-- START --

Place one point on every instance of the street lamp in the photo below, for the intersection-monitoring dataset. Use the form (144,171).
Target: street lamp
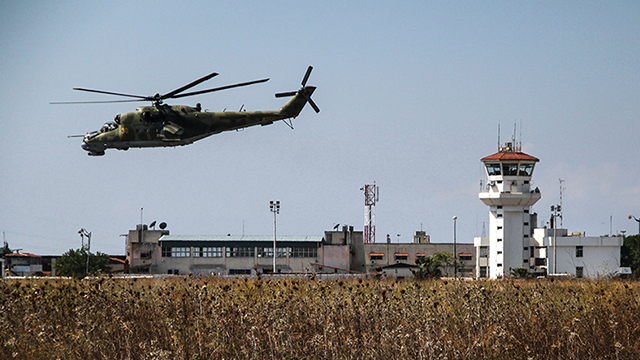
(455,250)
(84,233)
(556,212)
(637,240)
(275,209)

-- END --

Retype every one of the items above word for word, omitting the pictures.

**Correct result**
Place one point on every instance of the street lamp in the photo below, for the intersection-monitoring dataset. Use the form (144,171).
Target: street lamp
(455,250)
(84,233)
(556,212)
(637,240)
(275,209)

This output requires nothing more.